* _Dataset entries_

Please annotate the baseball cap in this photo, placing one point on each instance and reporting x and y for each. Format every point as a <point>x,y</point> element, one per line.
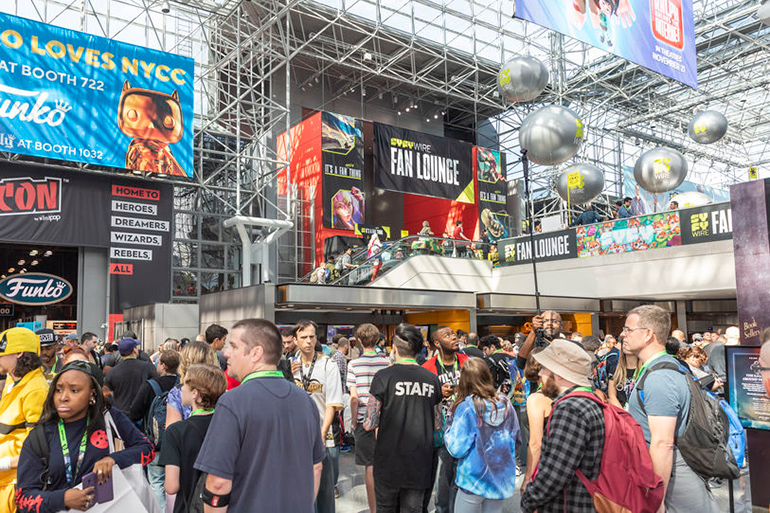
<point>19,340</point>
<point>47,337</point>
<point>568,360</point>
<point>126,345</point>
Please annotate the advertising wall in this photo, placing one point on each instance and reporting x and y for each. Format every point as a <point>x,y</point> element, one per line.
<point>657,34</point>
<point>129,217</point>
<point>417,163</point>
<point>72,96</point>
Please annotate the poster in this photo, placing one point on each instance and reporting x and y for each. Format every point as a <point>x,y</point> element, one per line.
<point>426,165</point>
<point>656,34</point>
<point>748,396</point>
<point>72,96</point>
<point>493,194</point>
<point>342,148</point>
<point>629,235</point>
<point>707,224</point>
<point>548,247</point>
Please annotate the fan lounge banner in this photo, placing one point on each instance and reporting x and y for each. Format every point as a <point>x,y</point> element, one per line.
<point>129,218</point>
<point>560,245</point>
<point>417,163</point>
<point>343,171</point>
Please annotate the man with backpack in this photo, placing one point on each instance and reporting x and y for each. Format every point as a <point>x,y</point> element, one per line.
<point>661,405</point>
<point>149,409</point>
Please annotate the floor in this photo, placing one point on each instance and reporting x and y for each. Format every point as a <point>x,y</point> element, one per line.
<point>353,492</point>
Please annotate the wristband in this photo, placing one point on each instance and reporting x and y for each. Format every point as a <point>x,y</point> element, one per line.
<point>215,501</point>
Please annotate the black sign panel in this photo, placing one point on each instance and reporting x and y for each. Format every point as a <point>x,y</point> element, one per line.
<point>706,224</point>
<point>343,171</point>
<point>560,245</point>
<point>417,163</point>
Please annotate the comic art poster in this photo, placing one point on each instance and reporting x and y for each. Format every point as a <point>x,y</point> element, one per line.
<point>342,145</point>
<point>493,193</point>
<point>73,96</point>
<point>629,235</point>
<point>656,34</point>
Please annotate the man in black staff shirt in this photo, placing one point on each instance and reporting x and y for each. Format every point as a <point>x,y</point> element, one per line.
<point>263,451</point>
<point>404,408</point>
<point>125,380</point>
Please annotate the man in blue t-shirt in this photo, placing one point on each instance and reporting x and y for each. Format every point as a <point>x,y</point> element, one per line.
<point>269,457</point>
<point>661,408</point>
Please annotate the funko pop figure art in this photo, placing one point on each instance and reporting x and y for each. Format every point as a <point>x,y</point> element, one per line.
<point>154,120</point>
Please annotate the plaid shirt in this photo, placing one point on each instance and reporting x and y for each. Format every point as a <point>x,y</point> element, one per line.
<point>575,441</point>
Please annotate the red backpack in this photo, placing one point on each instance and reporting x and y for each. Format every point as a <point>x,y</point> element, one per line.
<point>626,482</point>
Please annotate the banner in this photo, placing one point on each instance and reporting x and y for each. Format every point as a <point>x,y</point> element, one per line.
<point>707,224</point>
<point>130,218</point>
<point>748,395</point>
<point>656,34</point>
<point>629,235</point>
<point>493,194</point>
<point>548,247</point>
<point>72,96</point>
<point>342,145</point>
<point>426,165</point>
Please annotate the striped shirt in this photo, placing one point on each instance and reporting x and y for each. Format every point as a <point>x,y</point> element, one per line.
<point>361,372</point>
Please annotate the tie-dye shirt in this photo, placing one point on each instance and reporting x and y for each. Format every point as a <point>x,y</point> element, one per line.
<point>486,448</point>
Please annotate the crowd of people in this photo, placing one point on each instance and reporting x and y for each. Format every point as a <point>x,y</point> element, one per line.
<point>255,418</point>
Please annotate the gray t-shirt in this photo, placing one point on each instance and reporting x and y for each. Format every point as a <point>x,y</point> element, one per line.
<point>264,437</point>
<point>666,394</point>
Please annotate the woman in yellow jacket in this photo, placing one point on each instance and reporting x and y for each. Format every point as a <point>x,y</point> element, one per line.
<point>20,405</point>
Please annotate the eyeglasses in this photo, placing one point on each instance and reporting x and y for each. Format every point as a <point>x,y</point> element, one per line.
<point>758,369</point>
<point>628,328</point>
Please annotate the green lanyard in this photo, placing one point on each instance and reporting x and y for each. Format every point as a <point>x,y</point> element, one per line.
<point>262,374</point>
<point>654,357</point>
<point>66,450</point>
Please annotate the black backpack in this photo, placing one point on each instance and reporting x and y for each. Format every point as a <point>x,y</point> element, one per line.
<point>705,442</point>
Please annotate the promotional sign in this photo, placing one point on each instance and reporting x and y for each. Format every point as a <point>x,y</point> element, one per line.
<point>656,34</point>
<point>36,289</point>
<point>343,171</point>
<point>493,194</point>
<point>748,395</point>
<point>707,224</point>
<point>417,163</point>
<point>548,247</point>
<point>628,235</point>
<point>72,96</point>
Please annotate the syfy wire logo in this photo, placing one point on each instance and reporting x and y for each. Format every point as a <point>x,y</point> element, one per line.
<point>20,196</point>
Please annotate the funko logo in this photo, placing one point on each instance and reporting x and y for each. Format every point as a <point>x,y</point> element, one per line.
<point>20,196</point>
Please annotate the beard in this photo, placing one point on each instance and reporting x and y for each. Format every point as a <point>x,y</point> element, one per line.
<point>551,389</point>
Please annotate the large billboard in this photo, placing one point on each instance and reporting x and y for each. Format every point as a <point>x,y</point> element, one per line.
<point>342,145</point>
<point>72,96</point>
<point>417,163</point>
<point>656,34</point>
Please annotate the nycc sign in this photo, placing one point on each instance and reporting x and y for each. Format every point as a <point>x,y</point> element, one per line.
<point>29,196</point>
<point>35,289</point>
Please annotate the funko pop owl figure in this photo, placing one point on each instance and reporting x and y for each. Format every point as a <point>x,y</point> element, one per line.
<point>154,120</point>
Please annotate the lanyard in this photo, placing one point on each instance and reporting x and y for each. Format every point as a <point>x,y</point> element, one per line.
<point>306,377</point>
<point>66,451</point>
<point>644,366</point>
<point>258,374</point>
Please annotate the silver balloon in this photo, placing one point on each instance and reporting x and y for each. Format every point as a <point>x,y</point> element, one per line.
<point>708,127</point>
<point>691,199</point>
<point>551,135</point>
<point>580,183</point>
<point>522,79</point>
<point>660,170</point>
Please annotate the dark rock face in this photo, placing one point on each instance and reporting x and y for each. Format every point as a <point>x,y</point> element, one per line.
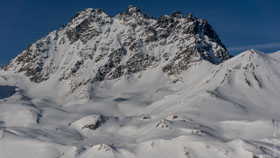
<point>95,47</point>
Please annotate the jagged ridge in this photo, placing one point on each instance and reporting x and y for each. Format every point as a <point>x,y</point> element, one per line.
<point>94,46</point>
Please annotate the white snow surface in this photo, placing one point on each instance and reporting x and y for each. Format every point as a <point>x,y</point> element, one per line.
<point>228,110</point>
<point>98,88</point>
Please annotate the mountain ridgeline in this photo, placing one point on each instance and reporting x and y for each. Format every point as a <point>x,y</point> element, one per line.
<point>94,47</point>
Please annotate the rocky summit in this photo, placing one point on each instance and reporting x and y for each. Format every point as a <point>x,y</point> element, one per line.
<point>132,86</point>
<point>107,48</point>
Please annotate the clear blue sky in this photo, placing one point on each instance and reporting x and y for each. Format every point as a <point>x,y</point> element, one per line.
<point>241,24</point>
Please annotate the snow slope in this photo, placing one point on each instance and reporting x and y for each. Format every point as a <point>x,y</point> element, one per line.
<point>216,107</point>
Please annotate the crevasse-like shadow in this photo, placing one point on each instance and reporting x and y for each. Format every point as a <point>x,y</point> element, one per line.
<point>7,91</point>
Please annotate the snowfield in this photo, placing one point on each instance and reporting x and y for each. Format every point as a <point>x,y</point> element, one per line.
<point>131,86</point>
<point>226,110</point>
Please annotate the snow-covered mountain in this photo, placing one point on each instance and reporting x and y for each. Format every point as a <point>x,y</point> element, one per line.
<point>135,86</point>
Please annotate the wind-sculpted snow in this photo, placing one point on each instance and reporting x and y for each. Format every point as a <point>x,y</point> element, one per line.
<point>137,87</point>
<point>94,47</point>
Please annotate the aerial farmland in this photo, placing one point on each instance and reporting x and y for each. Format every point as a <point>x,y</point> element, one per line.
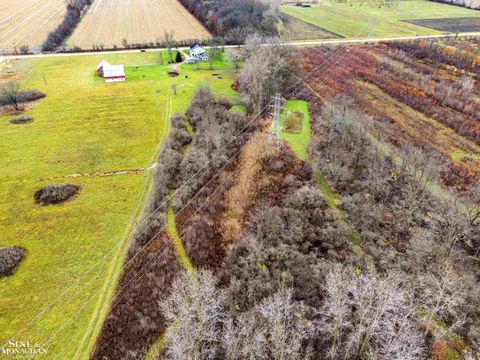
<point>27,22</point>
<point>117,23</point>
<point>239,179</point>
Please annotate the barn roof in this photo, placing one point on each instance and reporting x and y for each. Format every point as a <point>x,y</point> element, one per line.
<point>197,49</point>
<point>114,70</point>
<point>103,63</point>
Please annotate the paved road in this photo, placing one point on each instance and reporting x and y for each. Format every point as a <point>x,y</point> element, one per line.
<point>295,43</point>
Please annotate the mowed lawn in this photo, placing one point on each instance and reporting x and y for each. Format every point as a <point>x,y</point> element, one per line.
<point>84,126</point>
<point>360,21</point>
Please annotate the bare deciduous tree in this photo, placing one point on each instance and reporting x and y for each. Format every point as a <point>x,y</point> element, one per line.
<point>368,316</point>
<point>265,73</point>
<point>213,52</point>
<point>443,294</point>
<point>169,42</point>
<point>195,311</point>
<point>275,329</point>
<point>236,58</point>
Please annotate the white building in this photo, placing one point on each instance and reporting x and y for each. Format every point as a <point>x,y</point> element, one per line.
<point>111,73</point>
<point>198,53</point>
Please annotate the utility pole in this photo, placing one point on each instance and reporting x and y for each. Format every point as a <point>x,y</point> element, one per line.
<point>275,135</point>
<point>373,26</point>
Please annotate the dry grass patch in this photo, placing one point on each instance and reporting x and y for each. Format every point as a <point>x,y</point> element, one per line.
<point>28,22</point>
<point>241,194</point>
<point>21,119</point>
<point>118,23</point>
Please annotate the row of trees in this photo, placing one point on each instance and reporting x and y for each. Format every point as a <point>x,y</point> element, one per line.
<point>283,293</point>
<point>236,19</point>
<point>74,12</point>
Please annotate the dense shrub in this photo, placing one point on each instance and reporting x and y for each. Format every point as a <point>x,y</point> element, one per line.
<point>21,119</point>
<point>235,20</point>
<point>10,257</point>
<point>74,12</point>
<point>219,134</point>
<point>54,194</point>
<point>22,97</point>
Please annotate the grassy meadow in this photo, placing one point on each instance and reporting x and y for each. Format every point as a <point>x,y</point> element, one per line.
<point>364,20</point>
<point>83,131</point>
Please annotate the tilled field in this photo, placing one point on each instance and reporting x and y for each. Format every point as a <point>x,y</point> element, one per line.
<point>421,93</point>
<point>28,22</point>
<point>110,23</point>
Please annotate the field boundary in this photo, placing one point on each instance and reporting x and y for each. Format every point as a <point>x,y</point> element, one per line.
<point>305,43</point>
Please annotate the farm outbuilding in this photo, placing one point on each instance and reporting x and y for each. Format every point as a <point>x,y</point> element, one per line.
<point>101,67</point>
<point>198,53</point>
<point>111,73</point>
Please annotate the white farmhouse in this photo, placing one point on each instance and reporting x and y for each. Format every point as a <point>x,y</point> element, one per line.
<point>111,73</point>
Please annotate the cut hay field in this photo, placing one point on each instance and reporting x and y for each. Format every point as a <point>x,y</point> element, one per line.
<point>28,22</point>
<point>370,21</point>
<point>83,131</point>
<point>110,23</point>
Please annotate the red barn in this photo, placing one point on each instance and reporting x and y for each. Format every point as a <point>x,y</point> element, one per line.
<point>114,73</point>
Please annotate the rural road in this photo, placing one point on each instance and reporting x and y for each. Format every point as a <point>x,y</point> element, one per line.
<point>295,43</point>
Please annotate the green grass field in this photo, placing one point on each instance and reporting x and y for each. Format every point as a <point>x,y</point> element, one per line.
<point>84,126</point>
<point>356,21</point>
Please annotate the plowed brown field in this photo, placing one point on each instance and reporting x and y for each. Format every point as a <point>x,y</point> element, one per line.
<point>109,22</point>
<point>28,22</point>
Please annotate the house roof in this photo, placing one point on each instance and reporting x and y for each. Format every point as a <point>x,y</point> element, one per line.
<point>114,70</point>
<point>197,49</point>
<point>103,63</point>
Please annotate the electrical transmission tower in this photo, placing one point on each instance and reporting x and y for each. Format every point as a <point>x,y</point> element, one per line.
<point>275,135</point>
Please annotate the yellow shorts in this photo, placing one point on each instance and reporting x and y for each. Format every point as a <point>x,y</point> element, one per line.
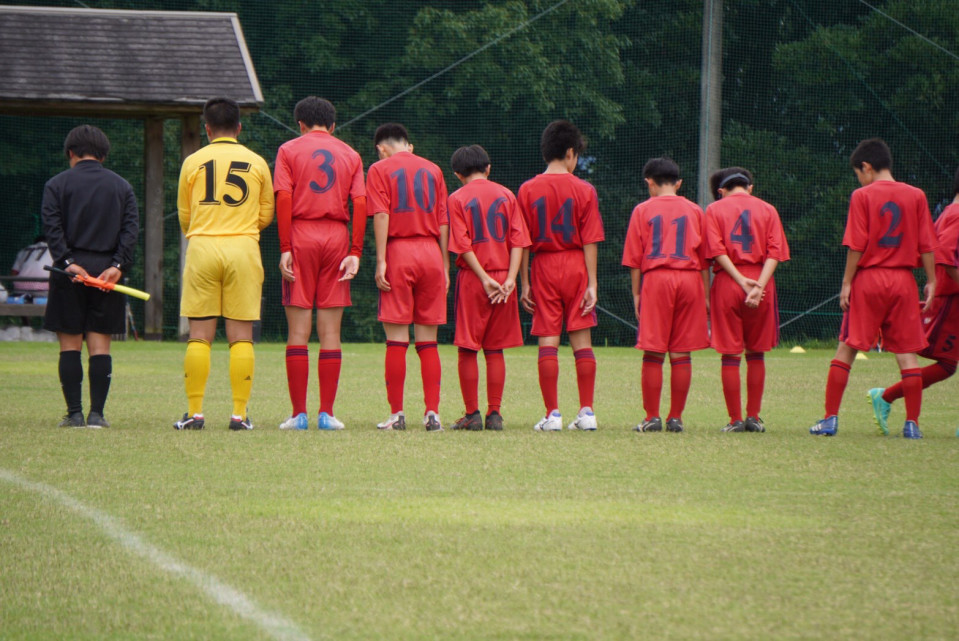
<point>222,276</point>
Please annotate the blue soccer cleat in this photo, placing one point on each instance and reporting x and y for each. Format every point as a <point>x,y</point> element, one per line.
<point>880,409</point>
<point>911,430</point>
<point>826,427</point>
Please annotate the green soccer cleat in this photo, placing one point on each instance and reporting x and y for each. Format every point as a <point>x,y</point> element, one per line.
<point>880,409</point>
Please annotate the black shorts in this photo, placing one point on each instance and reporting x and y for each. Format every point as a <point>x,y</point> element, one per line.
<point>73,308</point>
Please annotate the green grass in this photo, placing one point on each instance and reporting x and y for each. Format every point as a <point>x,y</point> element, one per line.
<point>517,535</point>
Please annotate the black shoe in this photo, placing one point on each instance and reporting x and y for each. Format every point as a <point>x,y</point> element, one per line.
<point>654,424</point>
<point>735,426</point>
<point>189,423</point>
<point>96,420</point>
<point>675,425</point>
<point>237,424</point>
<point>494,421</point>
<point>472,422</point>
<point>73,419</point>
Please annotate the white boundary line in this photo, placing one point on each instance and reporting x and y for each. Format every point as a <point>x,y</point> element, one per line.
<point>270,622</point>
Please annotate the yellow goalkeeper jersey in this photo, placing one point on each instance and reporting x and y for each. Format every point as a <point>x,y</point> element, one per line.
<point>225,190</point>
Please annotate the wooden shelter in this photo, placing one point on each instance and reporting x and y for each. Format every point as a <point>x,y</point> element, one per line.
<point>148,65</point>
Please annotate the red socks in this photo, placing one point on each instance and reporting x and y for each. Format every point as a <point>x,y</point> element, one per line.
<point>328,369</point>
<point>680,376</point>
<point>548,366</point>
<point>755,383</point>
<point>395,373</point>
<point>835,386</point>
<point>430,371</point>
<point>585,375</point>
<point>495,378</point>
<point>297,376</point>
<point>732,388</point>
<point>652,383</point>
<point>469,378</point>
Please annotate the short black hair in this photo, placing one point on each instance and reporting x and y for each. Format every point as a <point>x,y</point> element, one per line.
<point>875,151</point>
<point>391,131</point>
<point>467,161</point>
<point>729,177</point>
<point>313,111</point>
<point>222,114</point>
<point>662,170</point>
<point>87,140</point>
<point>559,136</point>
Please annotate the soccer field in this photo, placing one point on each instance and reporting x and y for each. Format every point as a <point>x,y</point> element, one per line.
<point>139,531</point>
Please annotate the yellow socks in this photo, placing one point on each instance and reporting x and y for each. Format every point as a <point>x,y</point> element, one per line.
<point>241,375</point>
<point>196,369</point>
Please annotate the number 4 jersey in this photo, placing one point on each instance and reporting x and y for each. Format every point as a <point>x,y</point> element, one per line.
<point>225,190</point>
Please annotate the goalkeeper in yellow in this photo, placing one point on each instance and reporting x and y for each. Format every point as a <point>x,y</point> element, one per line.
<point>225,199</point>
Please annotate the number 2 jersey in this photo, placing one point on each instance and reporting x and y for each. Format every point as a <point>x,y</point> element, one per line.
<point>561,212</point>
<point>225,190</point>
<point>746,229</point>
<point>889,223</point>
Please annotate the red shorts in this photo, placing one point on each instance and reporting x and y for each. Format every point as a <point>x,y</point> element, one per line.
<point>672,311</point>
<point>941,326</point>
<point>319,246</point>
<point>479,323</point>
<point>414,269</point>
<point>883,300</point>
<point>559,283</point>
<point>735,327</point>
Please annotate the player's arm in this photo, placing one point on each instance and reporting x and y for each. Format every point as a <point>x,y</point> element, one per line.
<point>588,304</point>
<point>526,295</point>
<point>929,266</point>
<point>852,263</point>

* _Problem details_
Produce an exact copy of the lines from the one containing "Please annotate the number 4" through the final line of the data, both ends included, and only those.

* _Answer to the exercise_
Please annotate the number 4 jersey in this photo, placing one point on each instance and reporting x and y for each. Format every point as a <point>x,y</point> element, one per line.
<point>225,190</point>
Please annotate the goalkeeper in yellow in this photo, placing one point on each instance and reporting x and y for each. Format every point as a <point>x,y</point> element, one per line.
<point>225,199</point>
Please annotate the number 2 jersey in this photo, placing one point on each instance and reporting x and y for each. Format every point as a <point>x,y</point> element, one per line.
<point>561,212</point>
<point>225,190</point>
<point>746,229</point>
<point>889,223</point>
Please annotate the red shorts in this photo, placing one point on each instance and reporting x and y for each. Format every point as a <point>x,y</point> element, one per line.
<point>672,311</point>
<point>941,326</point>
<point>319,246</point>
<point>479,323</point>
<point>414,269</point>
<point>883,300</point>
<point>559,283</point>
<point>735,327</point>
Please annotate the player's arm in this photo, placing one point on each instance and reporting x and y for each. Format every point as a <point>x,y</point> element, one per line.
<point>588,304</point>
<point>526,295</point>
<point>929,266</point>
<point>852,263</point>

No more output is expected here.